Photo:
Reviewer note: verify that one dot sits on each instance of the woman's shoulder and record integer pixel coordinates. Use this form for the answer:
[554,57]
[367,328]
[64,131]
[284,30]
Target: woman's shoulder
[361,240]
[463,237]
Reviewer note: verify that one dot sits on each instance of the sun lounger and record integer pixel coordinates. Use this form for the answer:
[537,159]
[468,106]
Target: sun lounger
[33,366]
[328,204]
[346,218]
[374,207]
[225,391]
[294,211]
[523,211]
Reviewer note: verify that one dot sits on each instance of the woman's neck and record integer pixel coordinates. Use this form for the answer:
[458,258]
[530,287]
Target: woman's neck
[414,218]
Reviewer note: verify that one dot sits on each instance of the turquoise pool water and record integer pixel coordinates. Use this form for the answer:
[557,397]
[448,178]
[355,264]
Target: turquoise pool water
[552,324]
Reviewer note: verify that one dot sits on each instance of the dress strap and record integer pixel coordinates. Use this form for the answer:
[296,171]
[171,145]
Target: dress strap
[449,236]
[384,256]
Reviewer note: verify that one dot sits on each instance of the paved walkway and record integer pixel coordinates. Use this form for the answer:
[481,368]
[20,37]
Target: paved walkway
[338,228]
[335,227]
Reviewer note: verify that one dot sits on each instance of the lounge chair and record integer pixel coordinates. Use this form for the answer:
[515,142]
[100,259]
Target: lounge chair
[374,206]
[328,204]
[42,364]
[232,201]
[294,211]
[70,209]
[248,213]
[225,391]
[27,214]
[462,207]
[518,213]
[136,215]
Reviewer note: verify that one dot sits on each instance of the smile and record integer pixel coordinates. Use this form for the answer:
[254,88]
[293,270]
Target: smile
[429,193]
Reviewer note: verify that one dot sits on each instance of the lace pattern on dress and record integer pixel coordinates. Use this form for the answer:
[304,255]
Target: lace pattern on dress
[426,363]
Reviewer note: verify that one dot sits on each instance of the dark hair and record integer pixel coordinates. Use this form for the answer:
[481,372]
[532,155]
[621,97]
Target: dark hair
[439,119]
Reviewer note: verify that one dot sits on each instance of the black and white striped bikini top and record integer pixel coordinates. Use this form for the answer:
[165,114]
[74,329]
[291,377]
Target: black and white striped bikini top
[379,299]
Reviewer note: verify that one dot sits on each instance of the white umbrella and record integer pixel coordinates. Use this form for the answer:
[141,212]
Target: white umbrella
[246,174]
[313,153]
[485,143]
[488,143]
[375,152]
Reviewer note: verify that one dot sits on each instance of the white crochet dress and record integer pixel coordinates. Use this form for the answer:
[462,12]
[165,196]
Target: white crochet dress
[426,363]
───
Reproduce all of the material above verbatim, keeping every line intact and in its original order.

Photo:
Reviewer note: verify that one dot sits on each instance of the woman's shoulder and record integer pixel coordinates. Use this form for the answer:
[554,57]
[367,328]
[64,131]
[284,30]
Target: woman's shoulder
[361,240]
[463,237]
Reviewer note: verify that one dot sits on each instance of the sun lounger and record integer pixel coordinates. Use this form for the answer:
[537,159]
[468,106]
Target: sun lounger
[33,366]
[328,204]
[346,218]
[374,207]
[225,391]
[294,211]
[523,211]
Reviewer note: verify that one dot sits on each instance of the woman's neck and record integer pixel coordinates. Use this form for the answer:
[458,258]
[530,287]
Target: woman's neck
[414,218]
Reviewer note: verify that one dot sits on each instance of the turquoise pool water and record integer pixel coordinates. Use this form for the answer:
[557,397]
[448,178]
[355,264]
Target: turquoise pool water
[552,324]
Reviewer note: verify that one dot sits on each instance of the dress strap and record integer pixel coordinates. Use this form for the answer:
[296,171]
[171,145]
Target: dress strap
[449,236]
[384,256]
Reviewer note: verify that one dot sits on each instance of the paved walkway and record integer pixel coordinates. Use this form for the answer:
[481,368]
[20,37]
Target: paved walkway
[338,228]
[335,227]
Reviewer note: verify that one dot sits on each instance of the lounge chair and record integer pixel coordinates. Use this form for the answer:
[515,142]
[100,259]
Target: lounge chair
[374,206]
[328,204]
[42,364]
[232,201]
[294,211]
[70,209]
[248,213]
[225,391]
[27,214]
[462,207]
[518,213]
[136,215]
Reviewer note: verify that one dot sits on each instance of the smile and record integer pixel coordinates. Use this form for the answer:
[254,88]
[293,270]
Target: smile
[429,193]
Reviewer note: verify that one dot sits on each instance of the lace pattern on dress and record integer pixel coordinates. Use this form for the answer:
[304,255]
Target: lace pattern on dress
[426,363]
Reviewer note: verify that one dot sits on each instance of the dark hair and record integer pixel coordinates. Use this form for the answer:
[481,372]
[532,155]
[621,97]
Target: dark hair
[439,119]
Reviewer note: verify that one dot sits on each instance of the black and white striped bikini top and record integer pixel coordinates. Use this form for the answer:
[165,114]
[74,329]
[291,377]
Target: black and white striped bikini top
[379,299]
Reviewer note: verify that one dot sits on each instance of the white umbrella and record integer pixel coordinates. Use this form for the answer:
[141,212]
Target: white umbrella
[246,174]
[313,153]
[485,143]
[488,143]
[375,152]
Reviewer note: verify that one dot sits on each instance of the white crochet dress and record integer pixel coordinates. Use this form for the answer:
[462,12]
[165,196]
Target: white crochet dress
[426,363]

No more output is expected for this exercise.